┌─ RECORDS SUPPLIED
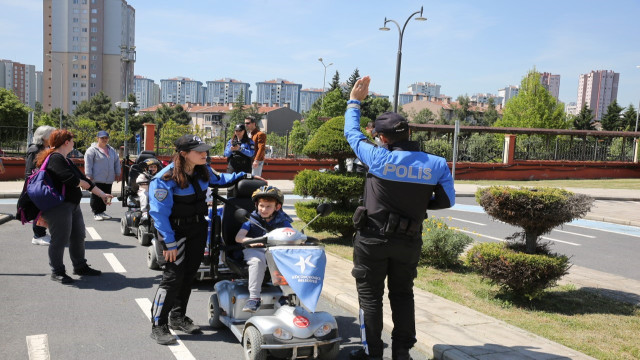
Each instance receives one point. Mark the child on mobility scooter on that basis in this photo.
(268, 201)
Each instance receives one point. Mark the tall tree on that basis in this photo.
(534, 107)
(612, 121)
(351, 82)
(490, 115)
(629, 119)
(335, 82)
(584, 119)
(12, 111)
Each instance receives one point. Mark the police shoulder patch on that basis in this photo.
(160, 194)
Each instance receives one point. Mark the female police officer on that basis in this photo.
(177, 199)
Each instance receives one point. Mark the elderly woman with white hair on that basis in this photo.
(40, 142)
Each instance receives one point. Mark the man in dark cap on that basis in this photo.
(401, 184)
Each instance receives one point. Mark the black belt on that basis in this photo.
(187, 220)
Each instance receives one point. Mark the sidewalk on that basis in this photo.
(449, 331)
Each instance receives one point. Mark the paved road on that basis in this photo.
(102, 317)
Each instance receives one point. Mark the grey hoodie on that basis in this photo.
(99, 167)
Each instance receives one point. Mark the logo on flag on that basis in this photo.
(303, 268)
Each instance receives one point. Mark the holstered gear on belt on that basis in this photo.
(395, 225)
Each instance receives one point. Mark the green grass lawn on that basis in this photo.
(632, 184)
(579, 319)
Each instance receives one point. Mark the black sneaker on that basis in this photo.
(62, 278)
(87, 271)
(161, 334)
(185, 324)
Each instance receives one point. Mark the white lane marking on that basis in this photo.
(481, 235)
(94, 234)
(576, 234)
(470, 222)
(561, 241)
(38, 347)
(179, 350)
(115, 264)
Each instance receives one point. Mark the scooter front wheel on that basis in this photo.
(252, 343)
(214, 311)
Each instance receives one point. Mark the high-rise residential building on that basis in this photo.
└─
◆ **WORK TO DO**: Can you rewrite all the rows above as a numbered list, skipping any blank lines and leaving the pictures out?

◆ **FINAL RESULT**:
1. Each instance receives one point. Mark the child on mobility scooter on that basis in this photo.
2. (268, 201)
3. Each instance receives one point. Mark the tall tree on that basis in this photo.
4. (534, 107)
5. (612, 121)
6. (351, 82)
7. (490, 115)
8. (629, 119)
9. (335, 82)
10. (584, 119)
11. (12, 111)
12. Each instance receives one point. Mark the police shoulder patch on that basis in this photo.
13. (160, 194)
14. Each instance receives one point. Mark the female police officer on that basis in this photo.
15. (177, 199)
16. Each instance receives one point. Mark the elderly woman with white hair on that basis in this photo.
17. (40, 142)
18. Each instance receives one point. Mark the man in dark cap on that basis in this photo.
19. (401, 184)
20. Each instance receives one point. Mark the black belt on that basis in this photo.
21. (187, 220)
22. Each instance receives one point. Mark the sidewalk on that basis in this photo.
23. (449, 331)
24. Each instance receives one point. Mark the paved road on that basis in this photo.
25. (102, 317)
26. Each instance receives one point. Mark the grey hoodie on that basis in this photo.
27. (99, 167)
28. Each instance receives one point. Mark the logo on flag on that basis in this photo.
29. (303, 268)
30. Each instance receives one point. Mark the holstered gear on belt on that basis in this photo.
31. (395, 225)
32. Each instance receives one point. Mark the green grass lawn on that basis in this photo.
33. (632, 184)
34. (579, 319)
35. Each instance receives one point. Mark the black sneaker on that basis in this photo.
36. (62, 278)
37. (87, 271)
38. (161, 334)
39. (185, 324)
40. Each instance receives one point. Mark the white lane marking on that basis in this photo.
41. (481, 235)
42. (94, 234)
43. (576, 234)
44. (470, 222)
45. (561, 241)
46. (38, 347)
47. (179, 350)
48. (115, 264)
49. Each instance receives one point. Mark the scooter front wheel on that basis in this photo.
50. (252, 343)
51. (214, 311)
52. Each instance receives one point. Mark the high-rise residential building on that basis in this photo.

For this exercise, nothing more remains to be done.